- Data for analysis
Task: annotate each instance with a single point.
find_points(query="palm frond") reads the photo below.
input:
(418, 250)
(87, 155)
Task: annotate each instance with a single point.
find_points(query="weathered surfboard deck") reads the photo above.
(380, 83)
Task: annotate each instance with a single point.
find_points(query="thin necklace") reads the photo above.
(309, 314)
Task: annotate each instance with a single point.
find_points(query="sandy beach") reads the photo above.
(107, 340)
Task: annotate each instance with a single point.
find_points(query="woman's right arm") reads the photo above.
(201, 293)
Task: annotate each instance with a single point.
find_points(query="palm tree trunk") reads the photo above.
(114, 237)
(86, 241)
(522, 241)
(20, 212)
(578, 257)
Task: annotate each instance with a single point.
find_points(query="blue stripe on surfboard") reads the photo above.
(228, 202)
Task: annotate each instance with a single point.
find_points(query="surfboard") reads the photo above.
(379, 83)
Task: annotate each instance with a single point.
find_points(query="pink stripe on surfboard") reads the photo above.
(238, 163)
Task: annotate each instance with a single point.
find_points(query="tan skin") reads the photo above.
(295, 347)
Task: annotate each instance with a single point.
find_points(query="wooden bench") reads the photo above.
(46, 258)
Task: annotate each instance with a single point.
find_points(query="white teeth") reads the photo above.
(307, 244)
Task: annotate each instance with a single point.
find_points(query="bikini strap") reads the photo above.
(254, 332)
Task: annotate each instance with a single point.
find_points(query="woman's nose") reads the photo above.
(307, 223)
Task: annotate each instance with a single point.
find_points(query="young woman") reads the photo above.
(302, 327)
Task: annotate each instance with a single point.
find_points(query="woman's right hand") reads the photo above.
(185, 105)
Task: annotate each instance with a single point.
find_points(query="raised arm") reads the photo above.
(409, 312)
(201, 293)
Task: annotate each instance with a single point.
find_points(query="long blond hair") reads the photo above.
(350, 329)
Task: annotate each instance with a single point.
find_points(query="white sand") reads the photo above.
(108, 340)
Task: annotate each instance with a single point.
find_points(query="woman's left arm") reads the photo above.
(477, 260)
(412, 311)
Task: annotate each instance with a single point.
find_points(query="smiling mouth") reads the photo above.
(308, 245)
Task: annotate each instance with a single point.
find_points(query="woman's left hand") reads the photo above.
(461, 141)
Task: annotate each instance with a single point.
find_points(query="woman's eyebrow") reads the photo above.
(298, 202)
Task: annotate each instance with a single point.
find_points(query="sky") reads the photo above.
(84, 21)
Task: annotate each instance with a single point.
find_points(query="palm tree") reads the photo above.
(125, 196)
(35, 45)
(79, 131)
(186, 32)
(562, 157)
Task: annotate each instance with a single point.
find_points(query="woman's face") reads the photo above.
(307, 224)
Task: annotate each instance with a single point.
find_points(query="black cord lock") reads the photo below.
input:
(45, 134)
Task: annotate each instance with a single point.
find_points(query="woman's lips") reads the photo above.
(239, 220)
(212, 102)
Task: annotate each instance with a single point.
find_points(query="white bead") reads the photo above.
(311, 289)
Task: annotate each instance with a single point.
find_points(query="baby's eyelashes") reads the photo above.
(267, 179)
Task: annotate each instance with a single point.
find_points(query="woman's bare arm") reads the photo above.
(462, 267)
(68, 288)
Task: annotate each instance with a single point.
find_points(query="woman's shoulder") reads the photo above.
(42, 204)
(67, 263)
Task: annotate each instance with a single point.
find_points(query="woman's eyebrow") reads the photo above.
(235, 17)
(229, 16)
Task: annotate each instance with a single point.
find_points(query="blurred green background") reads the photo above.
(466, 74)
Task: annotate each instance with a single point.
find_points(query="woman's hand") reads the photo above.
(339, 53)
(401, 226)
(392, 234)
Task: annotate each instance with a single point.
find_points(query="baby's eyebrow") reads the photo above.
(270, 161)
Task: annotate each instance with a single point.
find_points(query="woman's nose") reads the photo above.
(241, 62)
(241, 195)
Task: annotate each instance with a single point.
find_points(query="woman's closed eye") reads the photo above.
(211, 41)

- Task to complete
Look through the lines above and collect those with the word "below".

- Task output
find_points(query="palm frond") reads the photo below.
find_points(query="black cord lock") reads the photo below.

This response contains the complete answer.